Solved Example 2: If the sum and product of the roots of \(p{x^2} + 2x + 3p = 0\) are equal, then the value of \( - 3p\) is _____.

Solution: We have:

\[\begin{align}&S = P\\& \Rightarrow \,\,\, - \frac{2}{p} = \frac{{3p}}{p}\\&\Rightarrow \,\,\,p =  - \frac{2}{3}\,\,\, \Rightarrow \,\,\, - 3p = 2\end{align}\]

Solved Example 3: If \(\alpha ,\,\,\beta \) are the roots of \({x^2} + 4x + 6 = 0\), find the equation whose roots are \(\frac{1}{\alpha },\,\,\frac{1}{\beta }\).

Solution: We note that:

\[\alpha  + \beta  =  - 4,\,\,\,\alpha \beta  = 6\]

Now, let us evaluate the sum and product of roots of the equation we are looking for.

\[\begin{align}&S = \frac{1}{\alpha } + \frac{1}{\beta } = \frac{{\alpha  + \beta }}{{\alpha \beta }} = \frac{{ - 4}}{6} =  - \frac{2}{3}\\&P = \left( {\frac{1}{\alpha }} \right)\left( {\frac{1}{\beta }} \right) = \frac{1}{{\alpha \beta }} = \frac{1}{6}\end{align}\]

The required equation is:

\[\begin{align}&{x^2} - Sx + P = 0\\&\Rightarrow \,\,\,{x^2} - \left( { - \frac{2}{3}} \right)x + \frac{1}{6} = 0\\&\Rightarrow \,\,\,{x^2} + \frac{2}{3}x + \frac{1}{6} = 0\\&\Rightarrow \,\,\,6{x^2} + 4x + 1 = 0\end{align}\]

Solved Example 4: Find the value of p if one root of \({x^2} + x - p = 0\) is the square of the other.

Solution: Let the two roots be \(\alpha ,\,\,{\alpha ^2}\). We have:

\[\alpha  + {\alpha ^2} =  - 1,\,\,\,\alpha  \times {\alpha ^2} = {\alpha ^3} =  - p\]

From the first relation, we have:

\[{\alpha ^2} + \alpha  + 1 = 0\]

Multiplying both sides by \(\left( {\alpha  - 1} \right)\), we have:

\[\begin{align}&{\alpha ^3} - 1 = 0\,\,\, \Rightarrow \,\,\, - p - 1 = 0\\&\Rightarrow p =  - 1\end{align}\]

You may observe that for this value of p, the roots of the equation are non-real. However, one root is the square of the other (you can verify this if you know how to manipulate complex numbers).

Solved Example 5: Find the values of x for which the roots p and q of the quadratic equation

\[{t^2} - 8t + x = 0\]

satisfy the condition \({p^2} + {q^2} = 4\).

● INSTRUCTION 1
Please reproduce the listing word for word, everything from the line containing "Where can the pile" down to the end of the listing.

● INPUT RECORDS
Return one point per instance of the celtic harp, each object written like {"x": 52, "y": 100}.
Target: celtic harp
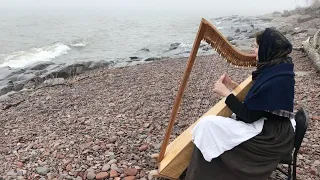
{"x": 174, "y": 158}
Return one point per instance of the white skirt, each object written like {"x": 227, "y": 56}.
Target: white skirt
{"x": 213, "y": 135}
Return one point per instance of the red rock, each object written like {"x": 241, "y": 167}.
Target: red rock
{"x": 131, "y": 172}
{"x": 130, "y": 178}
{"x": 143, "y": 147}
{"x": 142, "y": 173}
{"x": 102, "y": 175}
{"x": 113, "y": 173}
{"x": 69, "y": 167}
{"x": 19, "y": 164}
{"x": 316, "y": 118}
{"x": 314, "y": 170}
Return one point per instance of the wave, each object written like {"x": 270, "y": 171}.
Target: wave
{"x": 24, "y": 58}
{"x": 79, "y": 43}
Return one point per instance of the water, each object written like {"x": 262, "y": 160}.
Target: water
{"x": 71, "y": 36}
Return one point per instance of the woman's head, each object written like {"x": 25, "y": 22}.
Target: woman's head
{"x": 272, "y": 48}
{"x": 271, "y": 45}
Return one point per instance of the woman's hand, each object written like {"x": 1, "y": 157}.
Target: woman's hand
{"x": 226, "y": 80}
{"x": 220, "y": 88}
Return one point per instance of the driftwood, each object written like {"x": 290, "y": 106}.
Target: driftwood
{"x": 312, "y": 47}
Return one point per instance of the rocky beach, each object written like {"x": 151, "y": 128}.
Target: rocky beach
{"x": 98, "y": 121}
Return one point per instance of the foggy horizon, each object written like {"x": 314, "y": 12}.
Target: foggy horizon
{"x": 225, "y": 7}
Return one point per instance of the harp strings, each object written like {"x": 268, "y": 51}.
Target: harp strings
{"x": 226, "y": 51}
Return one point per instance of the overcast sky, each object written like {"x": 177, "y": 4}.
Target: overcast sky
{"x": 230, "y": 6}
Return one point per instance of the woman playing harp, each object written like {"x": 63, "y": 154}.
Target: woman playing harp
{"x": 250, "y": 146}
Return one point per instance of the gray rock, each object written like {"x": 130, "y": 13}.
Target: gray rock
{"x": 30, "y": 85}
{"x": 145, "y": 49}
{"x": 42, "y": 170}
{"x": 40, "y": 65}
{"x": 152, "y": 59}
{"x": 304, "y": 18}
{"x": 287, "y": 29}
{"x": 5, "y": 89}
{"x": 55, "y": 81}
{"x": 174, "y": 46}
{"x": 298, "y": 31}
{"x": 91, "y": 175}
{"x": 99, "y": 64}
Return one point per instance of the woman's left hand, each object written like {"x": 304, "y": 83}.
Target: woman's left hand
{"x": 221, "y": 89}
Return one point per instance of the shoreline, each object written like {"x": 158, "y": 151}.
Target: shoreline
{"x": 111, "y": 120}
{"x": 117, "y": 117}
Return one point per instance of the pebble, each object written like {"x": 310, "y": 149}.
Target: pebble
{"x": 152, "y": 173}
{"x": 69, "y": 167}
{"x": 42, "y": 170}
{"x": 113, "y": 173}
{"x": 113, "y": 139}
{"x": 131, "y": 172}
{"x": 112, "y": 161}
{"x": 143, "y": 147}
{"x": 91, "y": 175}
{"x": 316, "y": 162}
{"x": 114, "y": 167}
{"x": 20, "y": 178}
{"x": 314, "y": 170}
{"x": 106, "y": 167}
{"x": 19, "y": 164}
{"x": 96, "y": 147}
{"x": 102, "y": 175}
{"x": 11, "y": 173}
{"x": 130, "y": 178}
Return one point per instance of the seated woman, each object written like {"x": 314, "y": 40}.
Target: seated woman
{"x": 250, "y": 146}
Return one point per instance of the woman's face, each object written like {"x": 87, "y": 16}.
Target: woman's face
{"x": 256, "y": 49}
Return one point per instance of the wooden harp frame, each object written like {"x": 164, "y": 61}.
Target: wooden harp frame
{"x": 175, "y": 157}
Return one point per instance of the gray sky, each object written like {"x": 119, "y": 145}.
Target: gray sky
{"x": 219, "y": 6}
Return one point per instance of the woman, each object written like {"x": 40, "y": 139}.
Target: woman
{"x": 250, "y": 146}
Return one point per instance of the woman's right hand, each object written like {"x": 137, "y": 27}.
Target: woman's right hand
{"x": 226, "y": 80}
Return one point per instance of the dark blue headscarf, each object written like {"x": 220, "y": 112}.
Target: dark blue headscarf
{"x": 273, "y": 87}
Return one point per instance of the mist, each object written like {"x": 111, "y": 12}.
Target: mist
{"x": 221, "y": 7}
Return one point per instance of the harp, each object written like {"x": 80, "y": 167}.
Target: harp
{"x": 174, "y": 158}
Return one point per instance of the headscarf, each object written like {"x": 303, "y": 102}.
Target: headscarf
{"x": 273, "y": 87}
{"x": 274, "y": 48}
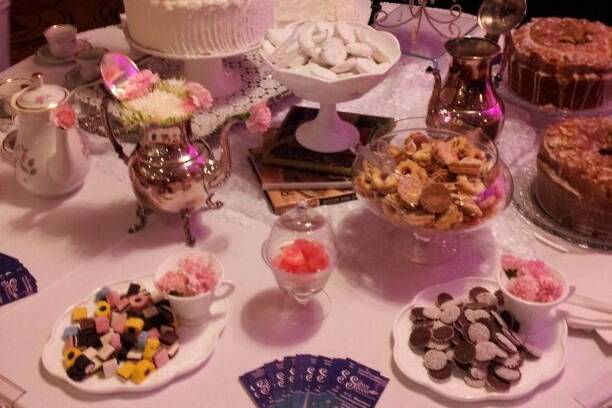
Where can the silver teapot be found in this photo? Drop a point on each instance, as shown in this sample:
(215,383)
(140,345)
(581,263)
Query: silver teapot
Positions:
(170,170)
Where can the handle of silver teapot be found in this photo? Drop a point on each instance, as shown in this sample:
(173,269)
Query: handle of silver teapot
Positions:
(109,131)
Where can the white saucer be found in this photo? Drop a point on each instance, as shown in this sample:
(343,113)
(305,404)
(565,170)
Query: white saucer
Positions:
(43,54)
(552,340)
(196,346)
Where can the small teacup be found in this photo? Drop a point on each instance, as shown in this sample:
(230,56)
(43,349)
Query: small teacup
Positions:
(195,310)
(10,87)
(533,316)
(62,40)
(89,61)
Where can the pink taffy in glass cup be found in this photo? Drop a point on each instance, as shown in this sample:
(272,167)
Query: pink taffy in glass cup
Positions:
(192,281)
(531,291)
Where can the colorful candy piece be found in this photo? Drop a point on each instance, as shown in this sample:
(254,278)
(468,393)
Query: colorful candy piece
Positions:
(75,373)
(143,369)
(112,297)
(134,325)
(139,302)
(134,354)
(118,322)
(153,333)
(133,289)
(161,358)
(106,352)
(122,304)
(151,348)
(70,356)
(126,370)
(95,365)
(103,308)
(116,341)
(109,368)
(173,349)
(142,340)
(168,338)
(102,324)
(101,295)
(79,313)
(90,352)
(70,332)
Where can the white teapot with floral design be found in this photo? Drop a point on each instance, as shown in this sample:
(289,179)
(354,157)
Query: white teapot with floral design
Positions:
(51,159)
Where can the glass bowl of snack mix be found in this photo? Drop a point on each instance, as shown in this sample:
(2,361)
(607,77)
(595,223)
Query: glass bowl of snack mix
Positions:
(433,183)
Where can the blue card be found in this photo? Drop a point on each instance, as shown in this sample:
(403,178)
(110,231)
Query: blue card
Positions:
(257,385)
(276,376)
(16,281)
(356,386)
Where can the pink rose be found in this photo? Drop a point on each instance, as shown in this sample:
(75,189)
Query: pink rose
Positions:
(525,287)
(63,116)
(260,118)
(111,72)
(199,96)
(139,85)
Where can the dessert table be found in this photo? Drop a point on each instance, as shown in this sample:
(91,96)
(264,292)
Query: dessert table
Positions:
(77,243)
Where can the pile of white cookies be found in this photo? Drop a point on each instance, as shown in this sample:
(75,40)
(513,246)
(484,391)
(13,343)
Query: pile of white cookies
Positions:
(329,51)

● INSTRUCTION 2
Carry on the worked examples on the roots of quadratic equations, picking up right after the last sentence shown.

● FINAL RESULT 1
Where can the pile of white cookies be found in this photo? Drop a point on each instance, as shown in this sample:
(75,40)
(513,246)
(484,391)
(13,343)
Query: pile of white cookies
Positions:
(329,51)

● FINAL RESULT 2
Solution: Note that the given equation is quadratic in the variable t, and not in x. Since p and q are the two roots of this equation, we have:

\[\left\{ \begin{array}{l}p + q = 8\\pq = x\end{array} \right.\]

Now,

\[\begin{align}&{p^2} + {q^2} = 4\\&\Rightarrow \,\,\,{\left( {p + q} \right)^2} - 2pq = 4\\&\Rightarrow \,\,\,64 - 2x = 4\\&\Rightarrow \,\,\,x = 30\end{align}\]

Solved Example 6: The roots of \(a{x^2} + bx + c = 0\) are in the ratio \(p:q\). Find the value of \(\frac{{{b^2}}}{{ac}}\).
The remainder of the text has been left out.